▶ Excerpted text
:::

‘Arbitrators do not like harsh consequences that don't fit what the misconduct was’: employment lawyer warns Canadian employers against zero tolerance drug policies
A recent Ontario arbitration decision involving Metrolinx has put employers across Canada on notice about the legal risks of applying zero tolerance drug policies – even in safety-sensitive workplaces.
The ruling highlights the importance of balancing workplace safety obligations with the legal duty to accommodate workers with disabilities – particularly when those workers are authorized to use medical cannabis.
The case saw two employees with safety-sensitive jobs (bus drivers) removed from their roles after disclosing they used medically prescribed cannabis to manage serious health conditions.
“The decision really emphasizes why it’s so important not to ever have zero tolerance policies,” says Sheryl Johnson, partner at Sullivan Mahoney LLP in Niagara Falls.
“At the end of the day, you have to take every person individually under the code, in order to ensure that an employer meets their obligation to accommodate.”
Safety matters, but zero tolerance leaves out individual circumstances
One of the grievors had Crohn’s disease and used medical cannabis to manage pain, anxiety, and sleep disturbances.
Although his use followed medical guidance and was not linked to any impairment at work, Metrolinx subjected him to drug testing and later refused to reinstate him unless he signed a “last chance” MOA agreement.

:::

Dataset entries

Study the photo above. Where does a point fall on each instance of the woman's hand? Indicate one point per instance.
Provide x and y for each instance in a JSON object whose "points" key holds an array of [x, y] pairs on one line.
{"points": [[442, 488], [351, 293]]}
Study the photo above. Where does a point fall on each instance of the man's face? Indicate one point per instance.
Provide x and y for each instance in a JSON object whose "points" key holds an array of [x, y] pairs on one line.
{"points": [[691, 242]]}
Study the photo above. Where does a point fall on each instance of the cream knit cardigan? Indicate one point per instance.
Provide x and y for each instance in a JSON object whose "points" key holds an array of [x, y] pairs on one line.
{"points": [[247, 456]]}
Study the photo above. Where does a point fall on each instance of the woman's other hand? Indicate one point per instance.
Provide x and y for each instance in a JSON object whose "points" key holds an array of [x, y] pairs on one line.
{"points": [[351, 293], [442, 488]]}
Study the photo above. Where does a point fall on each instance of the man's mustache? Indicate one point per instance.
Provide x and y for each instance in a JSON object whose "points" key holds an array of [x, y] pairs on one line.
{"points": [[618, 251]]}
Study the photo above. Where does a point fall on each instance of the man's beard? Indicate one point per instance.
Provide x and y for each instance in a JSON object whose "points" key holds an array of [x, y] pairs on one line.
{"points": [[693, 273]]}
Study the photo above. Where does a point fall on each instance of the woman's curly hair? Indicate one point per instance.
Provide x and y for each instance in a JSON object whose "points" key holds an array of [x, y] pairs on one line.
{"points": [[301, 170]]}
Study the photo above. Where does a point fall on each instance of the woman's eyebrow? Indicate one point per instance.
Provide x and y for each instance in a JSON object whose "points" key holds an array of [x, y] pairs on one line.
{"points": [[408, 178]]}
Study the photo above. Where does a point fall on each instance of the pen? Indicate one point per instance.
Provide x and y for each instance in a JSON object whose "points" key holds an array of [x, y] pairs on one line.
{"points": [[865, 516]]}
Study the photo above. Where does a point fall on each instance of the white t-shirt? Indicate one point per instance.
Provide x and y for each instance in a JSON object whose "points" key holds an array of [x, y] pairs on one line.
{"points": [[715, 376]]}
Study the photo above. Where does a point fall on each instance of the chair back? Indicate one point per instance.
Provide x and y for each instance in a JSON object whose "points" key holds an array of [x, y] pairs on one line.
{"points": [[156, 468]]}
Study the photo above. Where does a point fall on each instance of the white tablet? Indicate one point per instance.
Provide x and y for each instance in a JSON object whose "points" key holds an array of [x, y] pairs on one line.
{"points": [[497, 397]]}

:::

In the article on zero tolerance drug policies, what did the grievor with Crohn's disease use medical cannabis to manage? List each one. The listing above comes from a separate source, not from the article.

Pain, anxiety, and sleep disturbances.